### AUFGABE
Übertrage diesen Satz aus dem Textauszug über Ceratiten ins Englische: „Dieser Formenschnitt ist in der Ceratitenentwicklung einmalig und deutet ursächlich auf ökologische Grenzbelastungen hin.“

### TEXTAUSZUG
Die evolutionäre Entwicklung der spinosen Ceratiten wird unterhalb der cycloides-Bank abrupt unterbrochen. Die großen, nodos berippten Ceratiten werden in der enodis/posseckeri-Zone faktisch übergangslos durch kleine, dichotome und unskulpturierte Jugendformen (erstes bzw. zweites Ontogeniestadium), abgelöst. Auffällig dabei ist, dass dieser Vorgang mit überaus variablen Morphen besonders im Thüringer Raum zwischen Eisenach und Weimar dokumentiert ist (REIN 1988a; 1996). Dieser Formenschnitt ist in der Ceratitenentwicklung einmalig und deutet ursächlich auf ökologische Grenzbelastungen hin. Das Stehenbleiben auf dem Niveau früher Ontogeniestadien kann als vorgezogene Geschlechtsreife (Pädomorphose durch Akzeleration = Progenese) gedeutet werden. Bei Progenesis behalten die Nachkommen die juvenile Morphologie der Vorfahren, da die Ontogenie durch die vorzeitige Geschlechtsreife beendet wird. Progenetische Organismen sind r-selektioniert (u. a. viele Nachfahren) auf schnelle Reifung in unvorhersagbar schwankenden Umwelten (GOULD 1980: 209).

Phasenmerkmal
Ebenso wie in der dichotomen Phase werden die zwei unterschiedlichen Morphotypen dichotom skulpturiert (C. posseckeri = zweites Ontogeniestadium) oder glatt bis schwach skulpturiert (C. enodis = erstes Ontogeniestadium) übergangslos sichtbar.

Zweite nodose Phase

Die anfängliche Variabilität der Formen wird, im Gegensatz zur ersten nodosen Phase, mit dem allmählichen Grösserwerden der Gehäuse immer geringer. Das Alter der Individuen nimmt zu.

Phasenmerkmal
Im Hangenden der cycloides-Bank beginnt die zweite nodose Phase. Sie ähnelt der ersten nodosen Phase, denn auch hier werden die jugendlichen Merkmale des ersten und zweiten Ontogeniestadiums durch die an Grösse und Kompaktheit zunehmenden einfachberippten Gehäuseabschnitte des dritten Ontogeniestadiums überwachsen.

Hypermorphose Phase

Mit den Veränderungen der ökologischen Bedingungen (immer umfangreichere Ton-Sedimentation) einher geht eine neue Überlebensstrategie der Ceratiten. Sie wird an zwei Besonderheiten am äußeren Erscheinungsbild sichtbar. Zum einen durch ein ungewöhnliches Größenwachstum und zum anderen durch zeitliche Streckung der schwach skulpturierten frühontogenetischen Gehäusespirale. Dieser Anpassungsprozess könnte aus Sicht der Pädomorphose mit einem relativen Hinauszögern (Hypermorphose) oder Verlängern der Geschlechtsreife gedeutet werden. Ebenso wie in der dichotomen und Progenese Phase kommt es auch hier wieder zum Sichtbarwerden der frühontogenetischen Gehäusemorphologie.

### GESAMMELTES MATERIAL
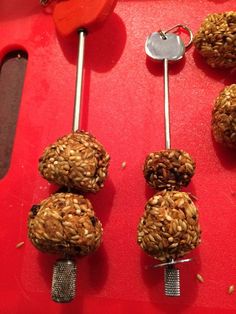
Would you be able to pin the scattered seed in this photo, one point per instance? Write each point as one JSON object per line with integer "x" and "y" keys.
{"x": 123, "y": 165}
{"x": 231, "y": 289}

### LÖSUNG
This break in form is unique in the development of the ceratites and points to ecological stress at the limits of tolerance as its cause.